▸ GIVEN INSTRUCTION
Reproduce verbatim the final portion of the material below, from the line containing "fixture? Mark that spot." through its last line, and nothing else.

▸ RECORDS SUPPLIED
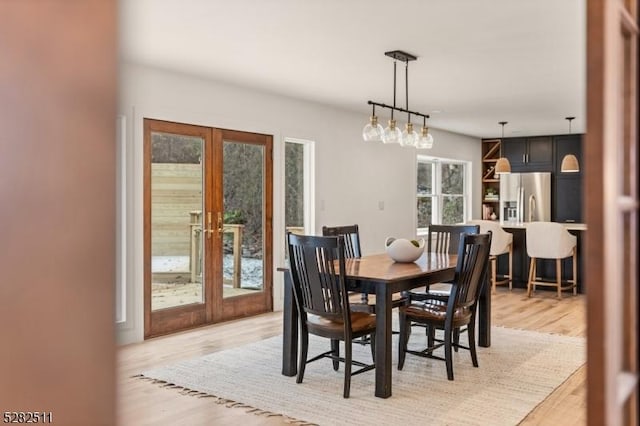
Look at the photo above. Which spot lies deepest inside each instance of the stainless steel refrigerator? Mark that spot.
(525, 197)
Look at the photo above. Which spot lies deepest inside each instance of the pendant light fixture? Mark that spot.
(569, 162)
(502, 165)
(426, 140)
(373, 131)
(392, 134)
(409, 136)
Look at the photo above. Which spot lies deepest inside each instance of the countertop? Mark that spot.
(571, 226)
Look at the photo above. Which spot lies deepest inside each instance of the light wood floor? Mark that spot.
(142, 403)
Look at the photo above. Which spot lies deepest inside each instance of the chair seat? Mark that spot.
(357, 305)
(435, 311)
(361, 323)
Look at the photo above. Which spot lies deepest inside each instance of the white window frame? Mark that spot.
(437, 196)
(308, 181)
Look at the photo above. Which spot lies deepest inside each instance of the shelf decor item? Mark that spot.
(502, 166)
(403, 250)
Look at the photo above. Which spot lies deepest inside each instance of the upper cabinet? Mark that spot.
(530, 154)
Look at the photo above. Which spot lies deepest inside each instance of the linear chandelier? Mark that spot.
(373, 131)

▸ ANSWER TO THE EXERCISE
Look at the photo above. Which spot lies deepest inside each instance of the pendant light fixture? Mark that spot.
(569, 162)
(502, 165)
(426, 140)
(373, 131)
(392, 134)
(409, 136)
Look at the photo above. Which spot lies deepest inside each instance of the countertop? Mark that spot.
(571, 226)
Look at the photo above. Which spot lies deepest inside each instance of the light wood floor? Mark that spot.
(142, 403)
Look at the photo above. Which spot lies deepest inside each instance of the chair seat? Mark that spot.
(357, 305)
(435, 311)
(361, 323)
Look at the photo above. Which spot lies deepest inside each instance of the white window frame? Mark that spot.
(437, 196)
(308, 181)
Look at the photo above. Which spot lies deepest inside each instance of the shelf decor item? Mark that spot.
(502, 166)
(403, 250)
Look at the photo above. Which spot lies deepest inside each instance of the upper cabinet? Mark that spot.
(530, 154)
Look at the photo above. Which spot lies deepest inside each instance of the linear chandelier? Mark that spot.
(373, 131)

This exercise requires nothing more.